*Written task*.
Produce an exact copy of all the records.

*Extracted information*.

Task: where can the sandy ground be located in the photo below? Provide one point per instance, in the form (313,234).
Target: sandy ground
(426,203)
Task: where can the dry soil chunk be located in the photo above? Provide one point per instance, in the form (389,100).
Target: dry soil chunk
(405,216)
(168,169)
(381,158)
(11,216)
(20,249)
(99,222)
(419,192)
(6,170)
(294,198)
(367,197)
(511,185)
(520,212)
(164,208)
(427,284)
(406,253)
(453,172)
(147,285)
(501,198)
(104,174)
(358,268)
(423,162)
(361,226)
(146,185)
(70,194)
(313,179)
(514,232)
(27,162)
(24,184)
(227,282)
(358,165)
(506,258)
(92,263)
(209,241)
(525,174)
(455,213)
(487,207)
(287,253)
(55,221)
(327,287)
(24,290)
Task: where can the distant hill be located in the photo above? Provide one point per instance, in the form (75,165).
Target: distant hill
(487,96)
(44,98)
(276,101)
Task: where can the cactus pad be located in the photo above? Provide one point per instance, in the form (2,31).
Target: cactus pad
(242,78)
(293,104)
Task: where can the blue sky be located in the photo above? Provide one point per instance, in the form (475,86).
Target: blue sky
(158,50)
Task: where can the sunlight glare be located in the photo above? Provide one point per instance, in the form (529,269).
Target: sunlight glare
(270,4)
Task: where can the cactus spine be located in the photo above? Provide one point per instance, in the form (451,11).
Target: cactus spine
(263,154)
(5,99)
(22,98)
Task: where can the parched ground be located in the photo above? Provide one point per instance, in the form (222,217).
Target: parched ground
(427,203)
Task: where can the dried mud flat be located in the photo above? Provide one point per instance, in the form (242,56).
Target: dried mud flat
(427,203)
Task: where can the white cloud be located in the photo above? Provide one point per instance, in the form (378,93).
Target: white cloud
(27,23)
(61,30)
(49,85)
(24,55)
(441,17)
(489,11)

*The output*.
Task: where can the sandy ground be located in the photo below? Provide one point per instance, in the form (313,234).
Target: sandy ground
(426,203)
Task: where can the dry soil chunk be located in the photo above? Provide one point per instance, in the form (389,100).
Target: dry soil chunk
(405,216)
(168,169)
(381,158)
(11,216)
(20,249)
(99,222)
(419,192)
(6,170)
(294,198)
(367,197)
(511,185)
(520,212)
(164,208)
(427,284)
(406,253)
(453,172)
(147,285)
(501,198)
(104,174)
(358,268)
(423,162)
(361,226)
(146,185)
(70,194)
(313,179)
(514,232)
(27,162)
(24,184)
(227,282)
(358,165)
(506,258)
(92,263)
(209,241)
(525,174)
(455,213)
(487,207)
(287,253)
(55,221)
(327,287)
(24,290)
Task: where can the distant hill be located in the photo above? Provide one point per instance, in the form (75,165).
Target: distant hill
(487,96)
(44,98)
(276,101)
Task: where can the cactus pad be located in the photo above? Provide one point per instance, in the form (2,31).
Target: cactus pad
(242,78)
(293,104)
Task: where can the blue sky be located in the photo above? Provide one point per instance, in the form (475,86).
Target: blue sky
(158,50)
Task: where can the sunlight glare be located in the photo above? Provide one point per instance, in the form (529,269).
Target: sunlight glare
(270,4)
Task: where can the cactus spine be located in the photo above? Provide one point per instance, in the form (451,11).
Target: cactus spine
(263,154)
(5,99)
(22,98)
Task: where can the parched ground be located in the photo above? Provide one point per instance, in the form (222,217).
Target: parched ground
(427,203)
Task: where can the dried mud flat be located in the photo above? Provide one point per instance, in the form (242,56).
Target: dried mud flat
(427,203)
Task: where can the white cloud be located in the photo above? Provide one point per instance, in the form (378,93).
Target: white cloud
(27,23)
(61,30)
(49,85)
(24,55)
(441,17)
(489,11)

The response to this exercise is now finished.